== What is needed ==
In the records below, take the line containing "scan for: man's beard" and reproduce it and every subsequent line exactly, adding nothing.

▽

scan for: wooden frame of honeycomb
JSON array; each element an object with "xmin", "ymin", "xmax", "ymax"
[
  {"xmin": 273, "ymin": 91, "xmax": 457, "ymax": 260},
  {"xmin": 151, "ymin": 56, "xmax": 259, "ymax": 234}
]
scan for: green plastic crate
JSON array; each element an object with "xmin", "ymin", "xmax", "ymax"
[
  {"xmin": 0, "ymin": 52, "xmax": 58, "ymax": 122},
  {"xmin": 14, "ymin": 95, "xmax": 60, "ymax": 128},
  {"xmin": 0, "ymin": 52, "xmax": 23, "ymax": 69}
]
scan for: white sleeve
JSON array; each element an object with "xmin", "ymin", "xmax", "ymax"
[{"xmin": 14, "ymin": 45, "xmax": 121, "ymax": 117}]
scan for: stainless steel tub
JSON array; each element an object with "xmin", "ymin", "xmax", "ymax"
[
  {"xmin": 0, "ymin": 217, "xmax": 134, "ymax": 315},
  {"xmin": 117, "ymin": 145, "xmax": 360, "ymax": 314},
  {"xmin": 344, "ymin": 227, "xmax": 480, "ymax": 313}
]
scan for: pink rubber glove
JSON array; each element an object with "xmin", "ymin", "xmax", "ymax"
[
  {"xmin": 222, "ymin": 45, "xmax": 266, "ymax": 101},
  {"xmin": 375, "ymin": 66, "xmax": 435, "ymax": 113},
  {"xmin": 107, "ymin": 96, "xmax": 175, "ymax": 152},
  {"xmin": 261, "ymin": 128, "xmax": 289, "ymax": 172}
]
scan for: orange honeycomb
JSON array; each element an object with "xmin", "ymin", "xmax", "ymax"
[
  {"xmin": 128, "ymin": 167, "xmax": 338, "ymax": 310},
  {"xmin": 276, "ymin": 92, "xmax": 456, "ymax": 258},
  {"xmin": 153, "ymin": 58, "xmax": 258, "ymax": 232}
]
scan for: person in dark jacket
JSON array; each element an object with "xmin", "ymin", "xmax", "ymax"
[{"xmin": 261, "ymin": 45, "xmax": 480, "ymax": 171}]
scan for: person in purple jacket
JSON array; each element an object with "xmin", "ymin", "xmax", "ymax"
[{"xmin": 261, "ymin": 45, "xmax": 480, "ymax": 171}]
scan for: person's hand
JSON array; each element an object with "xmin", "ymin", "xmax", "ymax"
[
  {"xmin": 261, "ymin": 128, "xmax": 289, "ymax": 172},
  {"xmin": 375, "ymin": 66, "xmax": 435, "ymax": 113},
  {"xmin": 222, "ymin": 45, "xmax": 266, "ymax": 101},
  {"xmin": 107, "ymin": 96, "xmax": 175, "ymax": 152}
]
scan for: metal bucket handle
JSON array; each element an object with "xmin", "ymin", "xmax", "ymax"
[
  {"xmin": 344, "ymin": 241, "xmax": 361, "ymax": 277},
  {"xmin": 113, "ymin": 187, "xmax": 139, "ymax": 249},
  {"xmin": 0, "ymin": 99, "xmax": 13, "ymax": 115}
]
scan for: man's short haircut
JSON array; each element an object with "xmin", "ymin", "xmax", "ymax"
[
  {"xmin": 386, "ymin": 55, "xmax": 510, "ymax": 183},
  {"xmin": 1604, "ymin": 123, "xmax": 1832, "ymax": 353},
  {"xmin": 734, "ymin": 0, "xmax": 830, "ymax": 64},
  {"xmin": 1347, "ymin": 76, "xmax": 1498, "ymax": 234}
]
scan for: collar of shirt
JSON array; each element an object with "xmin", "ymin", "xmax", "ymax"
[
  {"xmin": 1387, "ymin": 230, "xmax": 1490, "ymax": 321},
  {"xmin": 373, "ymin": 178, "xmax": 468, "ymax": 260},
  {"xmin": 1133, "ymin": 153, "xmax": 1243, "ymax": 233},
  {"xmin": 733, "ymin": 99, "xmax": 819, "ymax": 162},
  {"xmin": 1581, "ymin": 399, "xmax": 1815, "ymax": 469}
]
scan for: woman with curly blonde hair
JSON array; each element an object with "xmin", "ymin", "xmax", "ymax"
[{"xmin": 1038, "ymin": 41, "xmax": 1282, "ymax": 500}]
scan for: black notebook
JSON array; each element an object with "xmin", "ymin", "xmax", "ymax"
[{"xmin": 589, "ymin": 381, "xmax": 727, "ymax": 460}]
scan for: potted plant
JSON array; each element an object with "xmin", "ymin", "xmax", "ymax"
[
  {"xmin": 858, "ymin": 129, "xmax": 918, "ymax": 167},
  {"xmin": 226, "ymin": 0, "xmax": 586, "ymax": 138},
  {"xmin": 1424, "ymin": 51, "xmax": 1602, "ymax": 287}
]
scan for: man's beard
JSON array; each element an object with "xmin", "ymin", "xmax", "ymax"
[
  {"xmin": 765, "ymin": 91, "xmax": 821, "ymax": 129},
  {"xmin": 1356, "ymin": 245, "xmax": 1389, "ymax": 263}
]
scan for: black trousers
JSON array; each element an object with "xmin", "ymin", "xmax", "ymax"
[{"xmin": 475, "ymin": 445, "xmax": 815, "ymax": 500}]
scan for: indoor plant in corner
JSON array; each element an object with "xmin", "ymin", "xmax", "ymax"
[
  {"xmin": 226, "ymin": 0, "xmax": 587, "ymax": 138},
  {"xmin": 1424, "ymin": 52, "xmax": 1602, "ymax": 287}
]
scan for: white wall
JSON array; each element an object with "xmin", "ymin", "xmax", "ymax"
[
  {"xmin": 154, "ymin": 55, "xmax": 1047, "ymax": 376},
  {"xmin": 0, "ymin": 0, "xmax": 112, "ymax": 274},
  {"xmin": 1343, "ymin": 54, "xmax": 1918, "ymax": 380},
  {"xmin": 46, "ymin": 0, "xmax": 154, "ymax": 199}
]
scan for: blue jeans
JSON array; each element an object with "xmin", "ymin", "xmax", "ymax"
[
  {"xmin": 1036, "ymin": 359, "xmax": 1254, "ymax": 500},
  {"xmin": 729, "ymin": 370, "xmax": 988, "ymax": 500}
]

△

== Your solution ==
scan for: man's beard
JSON array; each element an object with "xmin", "ymin", "xmax", "ymax"
[
  {"xmin": 765, "ymin": 91, "xmax": 821, "ymax": 129},
  {"xmin": 1356, "ymin": 245, "xmax": 1389, "ymax": 263}
]
scan for: black trousers
JSON array; each element an object with "xmin", "ymin", "xmax", "ymax"
[{"xmin": 475, "ymin": 445, "xmax": 815, "ymax": 500}]
scan for: indoor plant in corner
JSON array; each element an object with "xmin", "ymin", "xmax", "ymax"
[
  {"xmin": 226, "ymin": 0, "xmax": 587, "ymax": 138},
  {"xmin": 1424, "ymin": 52, "xmax": 1602, "ymax": 287}
]
scan for: white wall
JSON array; each element an object with "xmin", "ymin", "xmax", "ymax"
[
  {"xmin": 154, "ymin": 55, "xmax": 1047, "ymax": 376},
  {"xmin": 0, "ymin": 0, "xmax": 112, "ymax": 274},
  {"xmin": 1343, "ymin": 54, "xmax": 1918, "ymax": 380},
  {"xmin": 46, "ymin": 0, "xmax": 154, "ymax": 199}
]
scan for: blue jeans
JSON array; each element an object with "xmin", "ymin", "xmax", "ymax"
[
  {"xmin": 1036, "ymin": 359, "xmax": 1254, "ymax": 500},
  {"xmin": 729, "ymin": 370, "xmax": 988, "ymax": 500}
]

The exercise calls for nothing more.